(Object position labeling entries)
────────────────────────────────────────
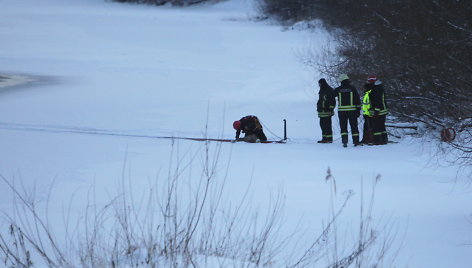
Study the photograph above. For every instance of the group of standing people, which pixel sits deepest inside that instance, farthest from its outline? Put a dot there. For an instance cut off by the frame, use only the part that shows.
(373, 106)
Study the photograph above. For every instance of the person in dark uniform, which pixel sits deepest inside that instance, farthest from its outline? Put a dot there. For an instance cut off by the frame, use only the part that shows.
(251, 127)
(325, 109)
(348, 109)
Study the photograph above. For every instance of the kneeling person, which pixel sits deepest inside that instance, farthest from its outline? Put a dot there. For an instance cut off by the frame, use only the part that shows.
(251, 127)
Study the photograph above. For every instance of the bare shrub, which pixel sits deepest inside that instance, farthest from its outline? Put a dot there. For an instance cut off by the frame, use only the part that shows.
(183, 221)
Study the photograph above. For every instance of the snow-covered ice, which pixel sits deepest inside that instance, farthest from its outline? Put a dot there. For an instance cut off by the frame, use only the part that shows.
(160, 71)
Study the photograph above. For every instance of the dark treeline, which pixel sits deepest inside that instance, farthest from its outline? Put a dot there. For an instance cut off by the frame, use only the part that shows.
(421, 49)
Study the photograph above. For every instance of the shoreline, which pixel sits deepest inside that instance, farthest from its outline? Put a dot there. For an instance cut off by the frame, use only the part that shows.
(13, 80)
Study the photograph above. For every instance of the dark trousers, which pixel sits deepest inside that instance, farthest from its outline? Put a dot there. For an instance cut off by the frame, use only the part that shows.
(380, 132)
(367, 133)
(344, 118)
(326, 128)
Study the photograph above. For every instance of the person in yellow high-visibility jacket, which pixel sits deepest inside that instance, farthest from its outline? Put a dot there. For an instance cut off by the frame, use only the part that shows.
(367, 136)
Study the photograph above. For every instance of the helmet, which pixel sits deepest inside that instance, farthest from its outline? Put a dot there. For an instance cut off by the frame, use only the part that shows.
(371, 78)
(343, 77)
(237, 125)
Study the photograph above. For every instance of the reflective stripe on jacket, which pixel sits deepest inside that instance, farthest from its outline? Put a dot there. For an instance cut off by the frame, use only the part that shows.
(366, 109)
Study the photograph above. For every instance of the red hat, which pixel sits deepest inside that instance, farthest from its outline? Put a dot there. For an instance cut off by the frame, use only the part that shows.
(237, 125)
(371, 78)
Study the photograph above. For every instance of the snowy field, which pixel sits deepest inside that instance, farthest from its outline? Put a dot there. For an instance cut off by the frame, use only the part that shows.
(131, 70)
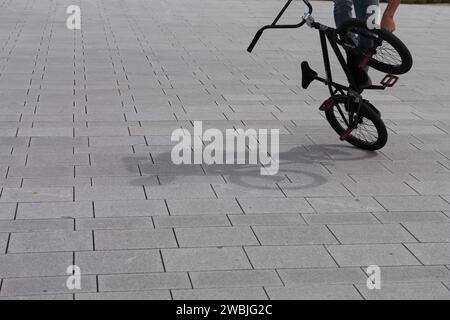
────────────────────────────────────────
■ EXERCISE:
Rewrite all of the lines above, swapping every "Put a dot there" for "Mark that spot" and keeping everything else the same. Leave the pictures out of your answer.

■ SOLUTION FOR THIS EXERCISE:
Study the photograph above. For every instance of the group of standing people, which pixel sits deepest inside that instance, farthest from its outline? Mark that spot. For an instance cut off by the frame, use only the part that shows.
(373, 106)
Study the photograph above. For every instance of the person in dark uniform, which pixel sits deepest inside that instance, farthest from its outline? Mark that spot. For an instance cut off by the frame, use only the part that shows.
(251, 127)
(325, 109)
(348, 109)
Study the photograph above. For every instance of the kneeling person, which pixel sits deepest inside that instance, farthest from its outline? Mark that spot. For an instance cut off by the frame, use only the part that shows.
(251, 127)
Study the photograph above. For every instance of the bare shrub, which pixel sits deepest inside that instance, farthest from its outline? Mark that spot. For an instance cut off by the frame, use only the part that shows.
(183, 221)
Study the photograph above. For every instance of the snow-covered ice, which pixel sits deepest inside that instance, farthest from its outline? Mark that spot. For an instance cut off by the frame, use only the part that shows.
(160, 71)
Study the photograph above. For every instance of the dark treeline, which pixel sits deepest inside that instance, farthest from its outline? Mark that spot. For an instance cut off by the frame, use only the part that shows.
(421, 49)
Study the photograph above. For every instance of the shoreline, which pixel sits deepest inside that instance, farthest from its outline? Mark that spot. For an instance cut off by the frame, use only the part that shows.
(13, 80)
Study the photograph above. For every instance of the dark trousers, which pixel sits deepest inside that instance, farthest from its outline? Mark that spot. For an instance cut off by the frame, use only the part that shows.
(380, 132)
(367, 133)
(344, 118)
(326, 128)
Study the photograph above. For every instance of the person in yellow high-visibility jacket, which pixel sits deepest inside that instance, farthest from its outline? Mark that spot. For an instance cut off by the frame, use only the part that shows.
(367, 136)
Study the photograph above. For every instance of the helmet, which pixel sits deepest inside that instance, farthest from its outline? Mark that spot. For an instance cut off by the frame, use only the part that shows.
(371, 78)
(343, 77)
(237, 125)
Study the photograph above. For every instance of the reflective stripe on jacket, which pixel sits deepest inside that instance, farthest from its outline? Mark that spot. For an instance cut off by the frame, use only the part that shows.
(366, 109)
Study the photograph above. For every instance of the red hat, which pixel sits deepest inside that instance, farthest from its outline? Mark that spot. For an instance cut off by the frame, use only the part that shows.
(237, 125)
(371, 78)
Study the photograph above. For every instance of the snowy field, which pixel sits deepest inside that instance, farthest from its outline? Mark that spot. For an instance cut off by the frame, use only the part that shows.
(131, 70)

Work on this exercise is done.